Un’intervista (via @demartin) a Giorgio Israel sulla valutazione a scuola va letta.

E.A: Gli insegnanti di scuola sono alle prese con due spinte contrastanti: da un lato si richiede loro di rendere misurabili, oggettivabili e dunque valutabili gli apprendimenti, dall’altro gli si richiede di tener conto nella prassi didattica, e dunque anche in sede valutativa, di tutte le soggettività e individualità presenti nella classe. Si direbbe che a scuola esiste una cultura dello standard oggettivo che convive con una cultura della soggettività discrezionale.

G. I: Il modo stesso in cui è posta la questione indica l’equivoco – diciamo pure il patente errore epistemologico – che, malauguramente. è stato reso senso comune in questi anni: la valutazione esiste soltanto se gli apprendimenti sono misurabili e oggettivabili. Ma i giudizi aventi carattere oggettivo – il che significa che s’impongono in modo indiscutibile al di là di qualsiasi dissenso, come 2 + 2 = 4 – sono pochi e sono possibili soltanto entro una parte limitata delle scienze cosiddette “esatte” e in un complesso di constatazioni empiriche elementari. Il resto è affidato a valutazioni con una componente soggettiva che possono aspirare, attraverso il confronto di opinioni, a un grado quanto più possibile elevato di consenso (insisto su questa idea: grado quanto più possibile elevato di consenso). Le grandezze misurabili sono in numero molto limitato. Si può parlare di misurabilità soltanto quando è possibile definire in modo univoco (anche soltanto operativo) un’unità di misura. Altrimenti, parlare di misurabilità è una presa in giro: neppure la temperatura era una grandezza misurabile, nell’epoca dei termometri e prima dell’introduzione del concetto di zero assoluto in termodinamica. Quando venne introdotto il concetto che ancor oggi ha un ruolo chiave nella rappresentazione matematica delle scelte soggettive, e cioè il concetto di utilità (e di funzione di utilità), il fondatore dell’economia matematica moderna Léon Walras fu costretto ad ammettere che non si trattava di una grandezza misurabile, dicendo che se l’economia matematica non poteva essere concepita come una scienza fisico-matematica si poteva tentare di pensarla come una scienza psichico-matematica in cui la matematica consentiva rappresentazioni quantitative generali dei processi economici senza aspirare a misurazioni concrete.

> _CONSEGNA 1_
Riformula in forma di punti il paragrafo del documento che inizia con «Il modo stesso in cui è posta la questione», conservandone i fatti principali.
L'elenco non ha alcun legame con il documento.

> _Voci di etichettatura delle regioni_
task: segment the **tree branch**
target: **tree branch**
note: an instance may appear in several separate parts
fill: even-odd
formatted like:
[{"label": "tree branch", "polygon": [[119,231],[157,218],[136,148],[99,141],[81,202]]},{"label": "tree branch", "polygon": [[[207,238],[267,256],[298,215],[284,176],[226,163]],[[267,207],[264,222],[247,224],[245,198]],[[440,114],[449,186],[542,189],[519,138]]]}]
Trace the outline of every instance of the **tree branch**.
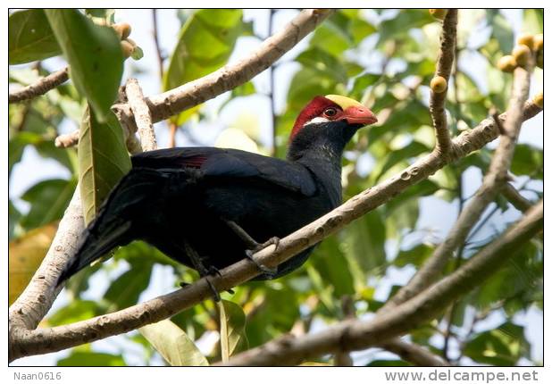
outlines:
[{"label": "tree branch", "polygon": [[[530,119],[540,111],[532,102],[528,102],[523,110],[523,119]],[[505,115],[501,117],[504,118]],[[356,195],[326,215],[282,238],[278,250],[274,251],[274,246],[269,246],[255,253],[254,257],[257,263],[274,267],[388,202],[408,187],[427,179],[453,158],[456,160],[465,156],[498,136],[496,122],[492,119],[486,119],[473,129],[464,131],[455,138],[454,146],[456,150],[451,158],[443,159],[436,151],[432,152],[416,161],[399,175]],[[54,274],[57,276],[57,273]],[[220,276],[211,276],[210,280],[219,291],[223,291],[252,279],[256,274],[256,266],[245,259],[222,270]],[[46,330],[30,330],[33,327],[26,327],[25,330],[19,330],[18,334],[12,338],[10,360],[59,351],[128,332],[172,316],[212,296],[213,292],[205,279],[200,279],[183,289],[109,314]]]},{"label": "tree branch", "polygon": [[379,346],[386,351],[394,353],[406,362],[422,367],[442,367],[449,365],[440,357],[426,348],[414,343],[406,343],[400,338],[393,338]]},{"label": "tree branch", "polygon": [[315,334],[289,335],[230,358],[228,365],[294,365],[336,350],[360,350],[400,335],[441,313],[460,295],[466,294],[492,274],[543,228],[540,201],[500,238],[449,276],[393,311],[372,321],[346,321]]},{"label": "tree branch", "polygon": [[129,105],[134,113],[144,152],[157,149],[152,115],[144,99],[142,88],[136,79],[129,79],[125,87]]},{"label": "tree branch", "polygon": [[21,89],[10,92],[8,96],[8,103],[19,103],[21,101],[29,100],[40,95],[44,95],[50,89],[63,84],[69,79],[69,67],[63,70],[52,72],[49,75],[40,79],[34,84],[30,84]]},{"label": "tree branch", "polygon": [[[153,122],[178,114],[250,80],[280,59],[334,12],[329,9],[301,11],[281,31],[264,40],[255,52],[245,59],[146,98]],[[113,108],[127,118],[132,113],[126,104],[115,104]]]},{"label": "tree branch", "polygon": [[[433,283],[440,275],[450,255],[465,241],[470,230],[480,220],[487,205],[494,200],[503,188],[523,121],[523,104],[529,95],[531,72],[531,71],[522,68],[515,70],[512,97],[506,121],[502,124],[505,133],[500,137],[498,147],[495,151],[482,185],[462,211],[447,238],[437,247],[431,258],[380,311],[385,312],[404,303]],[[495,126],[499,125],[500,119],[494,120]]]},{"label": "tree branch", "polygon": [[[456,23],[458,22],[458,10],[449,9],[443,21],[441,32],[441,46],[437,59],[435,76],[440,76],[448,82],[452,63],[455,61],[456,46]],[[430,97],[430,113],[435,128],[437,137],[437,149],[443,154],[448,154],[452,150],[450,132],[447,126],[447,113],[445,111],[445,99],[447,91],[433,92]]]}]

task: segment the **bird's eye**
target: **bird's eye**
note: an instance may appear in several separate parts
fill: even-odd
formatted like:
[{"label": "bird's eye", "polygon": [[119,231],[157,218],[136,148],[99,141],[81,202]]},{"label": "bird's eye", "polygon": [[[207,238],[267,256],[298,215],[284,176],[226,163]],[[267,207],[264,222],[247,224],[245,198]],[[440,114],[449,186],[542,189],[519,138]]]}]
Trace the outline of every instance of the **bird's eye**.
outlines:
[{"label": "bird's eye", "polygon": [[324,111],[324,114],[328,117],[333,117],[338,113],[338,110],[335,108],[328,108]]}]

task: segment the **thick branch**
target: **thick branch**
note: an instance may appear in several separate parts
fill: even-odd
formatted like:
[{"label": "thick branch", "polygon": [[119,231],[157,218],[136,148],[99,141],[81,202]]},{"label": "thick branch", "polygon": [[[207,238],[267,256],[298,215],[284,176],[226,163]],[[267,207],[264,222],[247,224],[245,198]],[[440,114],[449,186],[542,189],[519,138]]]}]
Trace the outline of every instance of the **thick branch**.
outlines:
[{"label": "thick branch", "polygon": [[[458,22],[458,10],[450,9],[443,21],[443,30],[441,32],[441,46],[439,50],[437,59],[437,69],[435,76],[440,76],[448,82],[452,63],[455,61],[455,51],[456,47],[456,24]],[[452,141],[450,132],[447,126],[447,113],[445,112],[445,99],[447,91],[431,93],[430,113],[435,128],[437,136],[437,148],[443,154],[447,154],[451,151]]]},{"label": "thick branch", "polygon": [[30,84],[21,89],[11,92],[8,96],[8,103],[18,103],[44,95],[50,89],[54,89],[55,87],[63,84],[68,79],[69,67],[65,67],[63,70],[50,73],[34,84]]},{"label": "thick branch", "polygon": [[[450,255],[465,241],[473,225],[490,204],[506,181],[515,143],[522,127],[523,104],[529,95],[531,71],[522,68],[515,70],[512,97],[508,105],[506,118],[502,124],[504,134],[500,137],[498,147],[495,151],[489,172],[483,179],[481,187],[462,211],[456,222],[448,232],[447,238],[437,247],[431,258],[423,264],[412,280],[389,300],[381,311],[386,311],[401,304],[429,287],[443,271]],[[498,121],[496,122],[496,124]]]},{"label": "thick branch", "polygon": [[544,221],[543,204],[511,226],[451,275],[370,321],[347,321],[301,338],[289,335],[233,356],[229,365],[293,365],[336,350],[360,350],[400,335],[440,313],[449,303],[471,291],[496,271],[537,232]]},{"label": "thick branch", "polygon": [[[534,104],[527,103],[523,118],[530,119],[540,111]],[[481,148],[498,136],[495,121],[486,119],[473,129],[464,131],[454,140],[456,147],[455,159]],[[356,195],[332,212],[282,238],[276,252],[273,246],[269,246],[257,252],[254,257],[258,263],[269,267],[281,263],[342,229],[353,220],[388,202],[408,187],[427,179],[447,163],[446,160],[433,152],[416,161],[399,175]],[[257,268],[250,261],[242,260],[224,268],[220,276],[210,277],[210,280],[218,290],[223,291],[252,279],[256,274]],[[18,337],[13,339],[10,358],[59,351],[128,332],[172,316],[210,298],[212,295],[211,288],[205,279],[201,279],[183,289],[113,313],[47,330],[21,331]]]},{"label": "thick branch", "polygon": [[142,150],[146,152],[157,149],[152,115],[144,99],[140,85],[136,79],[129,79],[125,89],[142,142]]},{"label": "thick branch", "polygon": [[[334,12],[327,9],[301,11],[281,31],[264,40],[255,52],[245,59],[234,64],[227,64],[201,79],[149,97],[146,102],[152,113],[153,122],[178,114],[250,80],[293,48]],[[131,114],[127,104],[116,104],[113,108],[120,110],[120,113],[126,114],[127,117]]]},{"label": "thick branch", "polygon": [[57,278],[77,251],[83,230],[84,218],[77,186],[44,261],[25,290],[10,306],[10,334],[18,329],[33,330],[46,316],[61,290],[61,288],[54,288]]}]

> _CONSEGNA 2_
Mostra ogni riga dell'elenco che contiene la stringa «Trace», rispettando maiuscole e minuscole.

> _RISULTATO FINALE 1_
- Negli ultimi anni è diventata senso comune un'idea che è un errore epistemologico: la valutazione esisterebbe solo se gli apprendimenti sono misurabili e oggettivabili.
- I giudizi oggettivi sono pochi. Sono indiscutibili come 2 + 2 = 4 e sono possibili solo in una parte limitata delle scienze "esatte" e in constatazioni empiriche elementari.
- Tutto il resto è affidato a valutazioni con una componente soggettiva. Attraverso il confronto di opinioni, queste possono aspirare al grado più elevato possibile di consenso.
- Le grandezze misurabili sono molto poche. Si può parlare di misurabilità solo se è possibile definire in modo univoco, anche solo operativo, un'unità di misura.
- La temperatura non era misurabile nell'epoca dei termometri, prima che la termodinamica introducesse lo zero assoluto.
- Léon Walras, fondatore dell'economia matematica moderna, ammise che l'utilità non era una grandezza misurabile. Propose di pensare l'economia come scienza psichico-matematica, con rappresentazioni quantitative generali e senza misurazioni concrete.

> _RISULTATO FINALE 2_
Trace the outline of every instance of the **tree branch**.
Trace the outline of every instance of the **bird's eye**.
Trace the outline of every instance of the **thick branch**.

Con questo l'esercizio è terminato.